A propósito de los síntomas sociales

Por Fátima García

Alguna vez escuché por ahí a alguien decir que, en la historia, han existido momentos que han impedido al tiempo transitar de manera igual. Tan solo por mencionar algunos ejemplos, se me ocurre pensar en los descubrimientos científicos que han cambiado el rumbo, trayendo consigo nuevas esperanzas a toda la humanidad; las grandes obras musicales que lograron traspasar el velo de los siglos y que hoy se siguen interpretando en las más importantes salas de conciertos de todo el mundo; aquellas tantas obras literarias, escritas en épocas consideradas de grandes pensadores, donde cada escritor habría entregado su apuesta creativa a las musas y sus deseos, creando ese crisol que se materializó en letras, cuyo estilo, belleza y estética aún impactan a las sociedades contemporáneas.

• Datos proporcionados

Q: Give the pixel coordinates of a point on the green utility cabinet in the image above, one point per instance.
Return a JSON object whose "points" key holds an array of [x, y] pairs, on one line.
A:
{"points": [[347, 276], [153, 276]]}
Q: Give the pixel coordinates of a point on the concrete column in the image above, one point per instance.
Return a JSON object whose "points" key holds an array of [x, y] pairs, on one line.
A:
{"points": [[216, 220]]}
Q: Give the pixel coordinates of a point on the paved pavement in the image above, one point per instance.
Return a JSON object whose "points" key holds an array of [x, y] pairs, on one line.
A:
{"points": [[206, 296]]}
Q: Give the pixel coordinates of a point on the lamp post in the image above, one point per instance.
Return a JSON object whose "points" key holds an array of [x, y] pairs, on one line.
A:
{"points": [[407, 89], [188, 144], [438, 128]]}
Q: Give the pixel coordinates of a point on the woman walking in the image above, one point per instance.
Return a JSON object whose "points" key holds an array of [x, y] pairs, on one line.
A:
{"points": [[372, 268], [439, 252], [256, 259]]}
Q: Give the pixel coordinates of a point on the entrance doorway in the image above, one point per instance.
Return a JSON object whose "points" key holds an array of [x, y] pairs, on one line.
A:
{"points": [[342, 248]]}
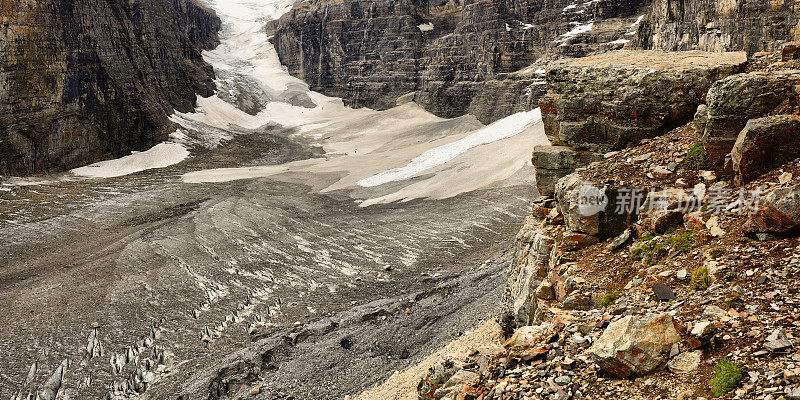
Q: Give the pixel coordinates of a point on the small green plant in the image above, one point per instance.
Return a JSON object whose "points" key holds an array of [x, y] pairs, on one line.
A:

• Lo que se pide
Transcribe del texto dado, sin cambiar nada, el fragmento que empieza con "A propósito de" y sigue hasta "las sociedades contemporáneas.". Las filas son un material aparte, independiente del texto dado.

• Espacio de respuesta
A propósito de los síntomas sociales

Por Fátima García

Alguna vez escuché por ahí a alguien decir que, en la historia, han existido momentos que han impedido al tiempo transitar de manera igual. Tan solo por mencionar algunos ejemplos, se me ocurre pensar en los descubrimientos científicos que han cambiado el rumbo, trayendo consigo nuevas esperanzas a toda la humanidad; las grandes obras musicales que lograron traspasar el velo de los siglos y que hoy se siguen interpretando en las más importantes salas de conciertos de todo el mundo; aquellas tantas obras literarias, escritas en épocas consideradas de grandes pensadores, donde cada escritor habría entregado su apuesta creativa a las musas y sus deseos, creando ese crisol que se materializó en letras, cuyo estilo, belleza y estética aún impactan a las sociedades contemporáneas.